Directive.
List every line in the records below that contains the word "brown", copying each line in full. Case counts, so a line only matches if its capitals and small letters are the same.
──────── Records for this task ────────
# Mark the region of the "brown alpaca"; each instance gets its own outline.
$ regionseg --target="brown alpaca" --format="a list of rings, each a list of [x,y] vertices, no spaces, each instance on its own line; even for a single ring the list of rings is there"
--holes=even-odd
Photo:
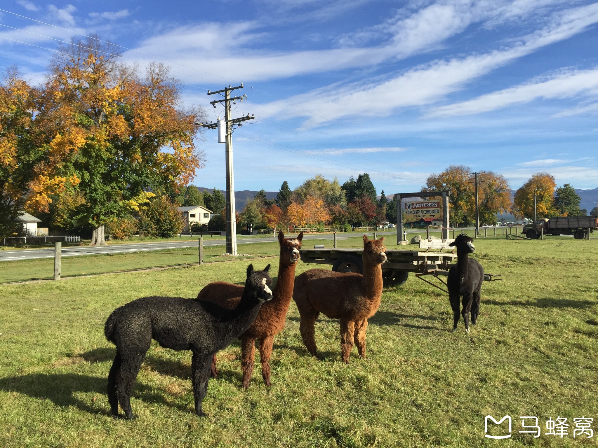
[[[296,238],[285,238],[282,232],[278,233],[280,245],[278,280],[272,290],[272,299],[264,303],[260,309],[255,320],[239,339],[241,340],[243,386],[249,387],[254,372],[255,339],[260,340],[260,357],[262,364],[262,377],[267,386],[270,385],[270,358],[272,355],[274,337],[282,331],[286,320],[286,312],[291,304],[295,283],[295,268],[299,261],[299,249],[303,238],[301,232]],[[228,308],[234,308],[241,299],[243,286],[216,281],[210,283],[199,291],[197,298],[210,300]],[[212,361],[212,374],[216,376],[216,357]]]
[[[319,314],[340,319],[341,357],[349,363],[353,341],[365,359],[365,330],[368,318],[380,306],[382,296],[382,264],[386,261],[386,248],[379,240],[364,235],[364,275],[353,272],[310,269],[295,281],[293,300],[301,314],[299,330],[303,344],[316,356],[314,324]]]

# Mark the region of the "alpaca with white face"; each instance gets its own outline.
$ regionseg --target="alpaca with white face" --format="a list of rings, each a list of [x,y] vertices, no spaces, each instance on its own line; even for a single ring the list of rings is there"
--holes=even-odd
[[[469,331],[469,315],[474,325],[480,312],[484,268],[478,262],[469,257],[475,250],[474,240],[465,235],[459,235],[449,246],[457,248],[457,264],[448,271],[447,285],[448,299],[453,308],[453,331],[457,329],[459,319],[459,297],[463,297],[461,314],[465,322],[465,331]]]

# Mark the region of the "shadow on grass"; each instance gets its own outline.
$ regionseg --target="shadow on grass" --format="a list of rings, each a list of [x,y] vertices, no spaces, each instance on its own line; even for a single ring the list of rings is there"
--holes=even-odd
[[[510,305],[515,306],[536,306],[539,308],[589,308],[598,304],[592,300],[574,300],[570,299],[530,299],[529,300],[505,300],[501,302],[493,300],[483,300],[483,304],[502,306]]]
[[[74,406],[92,414],[110,415],[107,409],[95,407],[91,400],[86,402],[75,398],[78,392],[105,395],[108,379],[76,373],[34,373],[0,379],[0,390],[18,392],[34,398],[50,400],[59,406]],[[169,403],[152,388],[137,383],[133,396],[147,403],[178,407]]]

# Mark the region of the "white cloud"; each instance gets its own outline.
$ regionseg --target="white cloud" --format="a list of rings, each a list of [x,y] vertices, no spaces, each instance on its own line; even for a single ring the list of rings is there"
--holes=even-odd
[[[28,11],[39,11],[39,8],[38,8],[35,5],[32,4],[31,2],[28,2],[27,0],[17,0],[17,3],[22,6]]]
[[[568,161],[561,159],[544,159],[543,160],[532,160],[529,162],[521,162],[517,164],[520,167],[539,167],[556,164],[566,163]]]
[[[494,111],[536,99],[570,98],[583,93],[598,94],[598,69],[573,70],[554,76],[548,81],[536,81],[492,92],[469,101],[443,106],[432,111],[431,116],[467,115]],[[594,109],[596,109],[594,105]],[[590,106],[590,109],[593,110]],[[583,113],[586,111],[578,111]],[[557,114],[559,115],[559,114]],[[574,113],[561,113],[561,116]]]
[[[399,108],[422,106],[438,101],[498,67],[567,39],[596,22],[598,3],[559,14],[550,26],[525,36],[520,43],[505,50],[463,59],[437,60],[413,68],[385,82],[355,84],[341,88],[334,86],[334,90],[319,89],[293,97],[288,102],[303,109],[314,111],[314,113],[310,114],[298,110],[292,115],[311,115],[312,121],[320,122],[325,120],[318,115],[334,119],[351,115],[389,115]],[[277,106],[288,108],[280,102],[273,102],[265,108],[273,111]]]
[[[407,151],[405,148],[352,148],[346,149],[329,148],[327,149],[310,149],[302,151],[306,154],[322,154],[327,155],[347,155],[347,153],[367,154],[374,152],[401,152]]]
[[[116,12],[112,13],[110,11],[106,11],[105,13],[90,13],[89,17],[100,17],[101,19],[106,19],[108,20],[115,20],[117,19],[122,19],[123,17],[126,17],[130,14],[129,12],[129,10],[121,10],[120,11],[117,11]]]

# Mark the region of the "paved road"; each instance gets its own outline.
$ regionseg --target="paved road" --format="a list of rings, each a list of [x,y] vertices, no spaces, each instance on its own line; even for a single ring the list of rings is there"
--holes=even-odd
[[[410,233],[419,231],[411,231]],[[371,232],[368,232],[368,234]],[[396,231],[377,232],[379,235],[396,235]],[[351,236],[355,236],[355,234]],[[346,240],[349,237],[337,235],[337,239]],[[305,241],[309,240],[332,240],[332,235],[310,235],[306,234],[303,237],[304,246]],[[243,238],[237,240],[237,244],[247,244],[250,243],[272,243],[276,241],[273,237],[262,237],[259,238]],[[210,241],[207,238],[203,240],[204,246],[224,246],[226,242],[224,240],[215,240]],[[115,244],[114,246],[100,246],[99,247],[89,247],[78,246],[75,247],[65,247],[62,249],[63,257],[75,257],[78,255],[90,255],[108,253],[126,253],[127,252],[143,252],[148,250],[161,250],[163,249],[179,249],[183,247],[197,247],[197,240],[189,238],[181,241],[166,241],[165,243],[138,243],[132,244]],[[29,260],[35,258],[52,258],[54,257],[54,248],[47,247],[42,249],[21,249],[19,250],[3,250],[0,251],[0,261],[15,261],[16,260]]]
────────
Task answer.
# Mark the region of the "brown alpaca"; each instance gets its own outline.
$ regionseg --target="brown alpaca" --format="a list of rings, each a list of [x,y] vertices, no spaces, each instance on its own line; even for a single ring the list of rings is there"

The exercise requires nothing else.